Task inputs ▸
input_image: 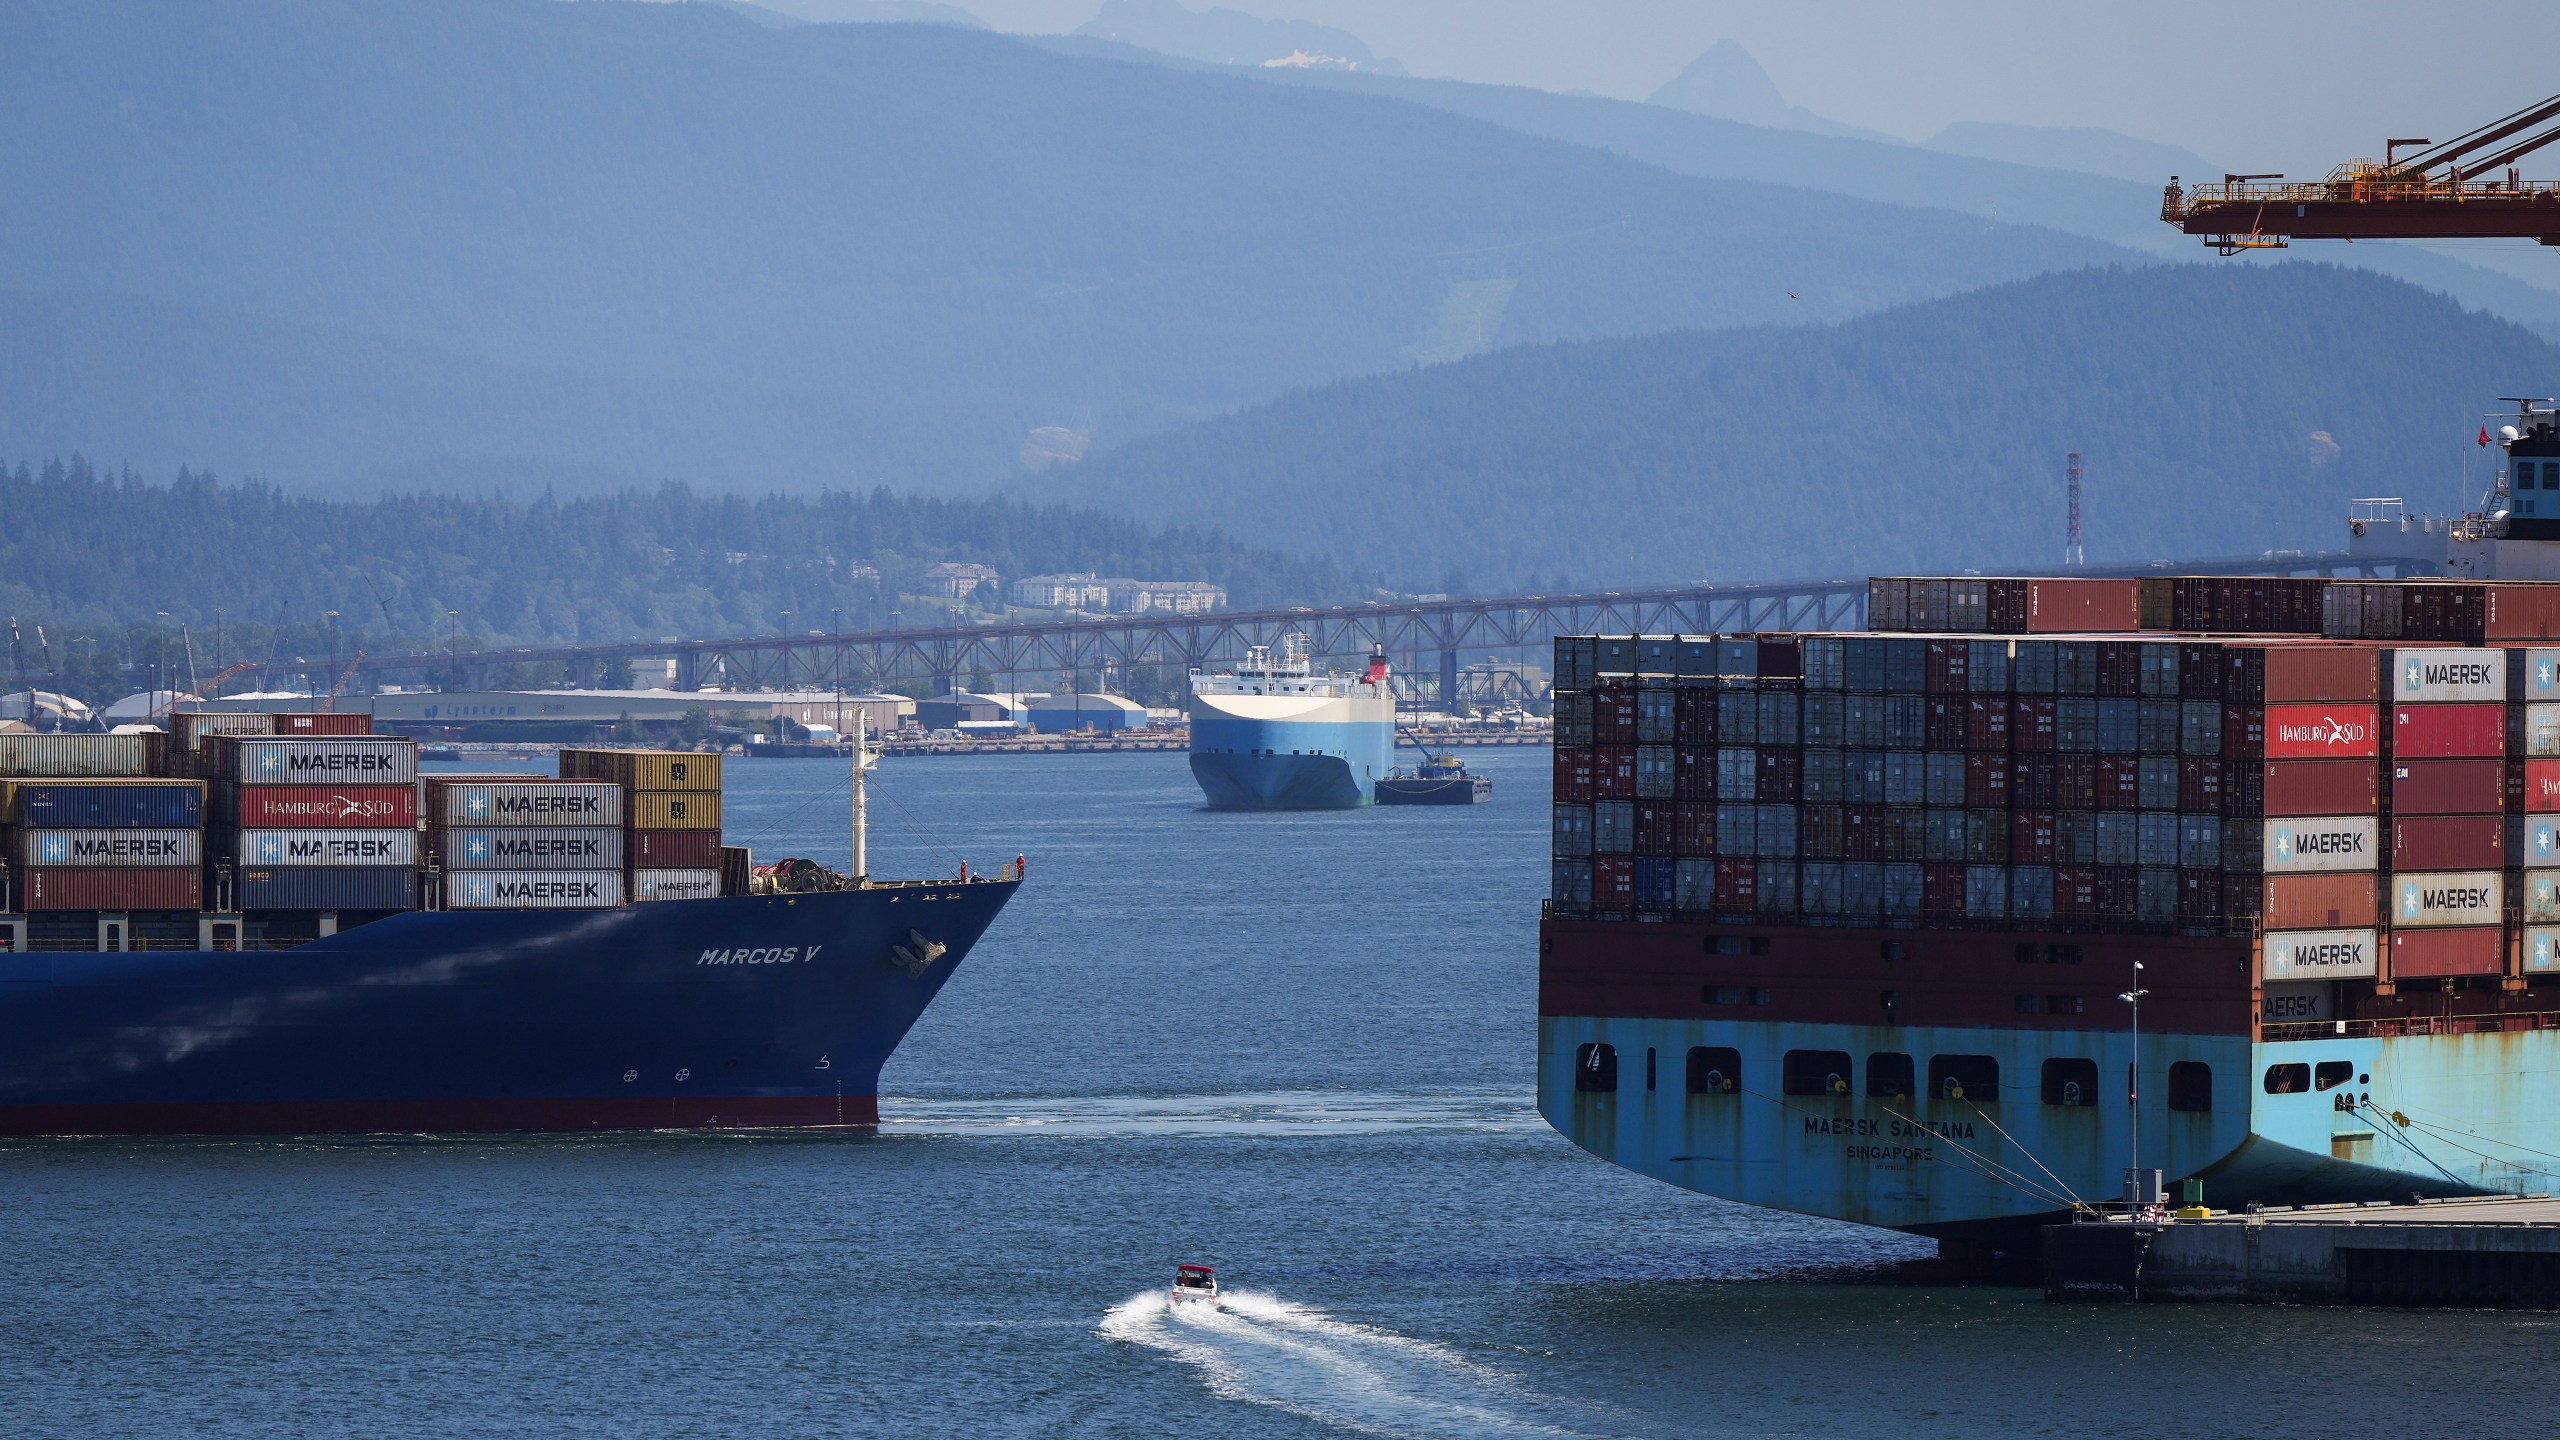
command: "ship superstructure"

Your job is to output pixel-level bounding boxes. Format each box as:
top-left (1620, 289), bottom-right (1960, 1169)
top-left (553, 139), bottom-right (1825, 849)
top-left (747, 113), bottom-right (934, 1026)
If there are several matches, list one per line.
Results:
top-left (1187, 635), bottom-right (1394, 809)
top-left (1540, 572), bottom-right (2560, 1260)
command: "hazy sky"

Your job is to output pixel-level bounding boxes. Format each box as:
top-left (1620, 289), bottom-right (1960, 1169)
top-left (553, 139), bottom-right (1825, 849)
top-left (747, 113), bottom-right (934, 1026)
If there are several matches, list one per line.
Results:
top-left (961, 0), bottom-right (2558, 176)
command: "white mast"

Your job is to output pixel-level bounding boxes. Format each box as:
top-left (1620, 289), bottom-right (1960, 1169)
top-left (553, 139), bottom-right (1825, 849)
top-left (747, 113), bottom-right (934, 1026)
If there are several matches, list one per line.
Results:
top-left (851, 709), bottom-right (868, 886)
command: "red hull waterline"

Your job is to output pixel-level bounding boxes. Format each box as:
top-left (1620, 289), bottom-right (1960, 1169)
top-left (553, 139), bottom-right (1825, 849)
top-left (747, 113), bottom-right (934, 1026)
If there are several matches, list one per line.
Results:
top-left (0, 1092), bottom-right (882, 1138)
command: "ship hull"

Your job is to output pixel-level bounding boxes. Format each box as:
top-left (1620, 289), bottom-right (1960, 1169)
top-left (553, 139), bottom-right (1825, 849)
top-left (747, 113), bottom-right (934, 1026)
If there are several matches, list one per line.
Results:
top-left (1187, 712), bottom-right (1394, 810)
top-left (1375, 775), bottom-right (1490, 805)
top-left (0, 880), bottom-right (1017, 1136)
top-left (1539, 917), bottom-right (2549, 1239)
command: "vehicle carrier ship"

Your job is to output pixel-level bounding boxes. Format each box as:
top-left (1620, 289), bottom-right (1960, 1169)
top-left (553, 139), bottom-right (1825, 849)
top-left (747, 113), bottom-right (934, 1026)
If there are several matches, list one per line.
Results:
top-left (1188, 636), bottom-right (1394, 808)
top-left (1541, 403), bottom-right (2560, 1262)
top-left (0, 716), bottom-right (1017, 1135)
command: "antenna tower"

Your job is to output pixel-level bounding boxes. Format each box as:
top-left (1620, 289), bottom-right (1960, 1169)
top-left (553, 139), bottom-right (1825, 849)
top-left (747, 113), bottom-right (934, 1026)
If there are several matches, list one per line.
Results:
top-left (2065, 451), bottom-right (2085, 568)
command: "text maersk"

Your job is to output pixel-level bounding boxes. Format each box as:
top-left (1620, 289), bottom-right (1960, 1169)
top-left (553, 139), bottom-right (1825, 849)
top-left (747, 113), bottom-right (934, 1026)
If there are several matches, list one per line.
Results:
top-left (2263, 928), bottom-right (2378, 980)
top-left (2399, 649), bottom-right (2508, 702)
top-left (2262, 817), bottom-right (2378, 873)
top-left (2396, 871), bottom-right (2503, 927)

Activity ▸ Copy the data exactly. Pictures do not belong in the copy.

Result for this task ▸
input_image: 
command: "ship superstructure"

Your job is to output pixel-level bounding boxes. Format each box as:
top-left (1620, 289), bottom-right (1960, 1169)
top-left (553, 139), bottom-right (1825, 849)
top-left (747, 113), bottom-right (934, 1026)
If there are several matches, list one per line.
Results:
top-left (1187, 635), bottom-right (1394, 809)
top-left (1540, 572), bottom-right (2560, 1260)
command: "hazy sky"

Your job is to output pixel-level bounding boxes. Format each box as:
top-left (1620, 289), bottom-right (1960, 1169)
top-left (553, 139), bottom-right (1825, 849)
top-left (747, 113), bottom-right (934, 1026)
If there are several matches, list one per line.
Results:
top-left (961, 0), bottom-right (2558, 176)
command: "white mast"

Your job is to output pixel-level bounding boxes. Format each box as:
top-left (1620, 289), bottom-right (1960, 1169)
top-left (553, 139), bottom-right (1825, 849)
top-left (747, 113), bottom-right (934, 1026)
If there are several matches, list one per line.
Results:
top-left (851, 709), bottom-right (868, 886)
command: "red hull waterline"

Your job is to output pixel-level bounding boxes. Format each box as:
top-left (1620, 289), bottom-right (1960, 1169)
top-left (553, 139), bottom-right (1825, 849)
top-left (747, 113), bottom-right (934, 1026)
If there are several matches, list one per line.
Results:
top-left (0, 1092), bottom-right (882, 1138)
command: "ship hull"

Your job is to output pixel-level bounding boxes. Format each box as:
top-left (1620, 289), bottom-right (1960, 1169)
top-left (553, 139), bottom-right (1825, 849)
top-left (747, 113), bottom-right (934, 1026)
If there are several matches, list one per line.
Results:
top-left (1187, 712), bottom-right (1394, 810)
top-left (1375, 775), bottom-right (1490, 805)
top-left (0, 880), bottom-right (1017, 1136)
top-left (1539, 917), bottom-right (2549, 1239)
command: "vehicle carrier ship"

Your job is to output pixel-level bounding boxes. Format each box as:
top-left (1620, 289), bottom-right (1960, 1169)
top-left (553, 139), bottom-right (1825, 849)
top-left (747, 113), bottom-right (934, 1026)
If there are several matches, list one per line.
Results:
top-left (1188, 636), bottom-right (1394, 808)
top-left (1541, 403), bottom-right (2560, 1262)
top-left (0, 716), bottom-right (1017, 1135)
command: "antenna tower"

Your job is to output pixel-level bounding boxes. Format each box as:
top-left (1620, 289), bottom-right (1960, 1169)
top-left (553, 139), bottom-right (1825, 849)
top-left (747, 113), bottom-right (934, 1026)
If there are several matches, list one per line.
Results:
top-left (2065, 451), bottom-right (2085, 568)
command: "text maersk"

Your job is to output pixel-level bounding boxes. Format each box as:
top-left (1620, 289), bottom-right (1960, 1169)
top-left (553, 139), bottom-right (1825, 849)
top-left (747, 113), bottom-right (934, 1026)
If there are several matches, list one per line.
Results:
top-left (2263, 928), bottom-right (2378, 980)
top-left (2399, 649), bottom-right (2508, 702)
top-left (2262, 817), bottom-right (2378, 873)
top-left (2396, 871), bottom-right (2503, 927)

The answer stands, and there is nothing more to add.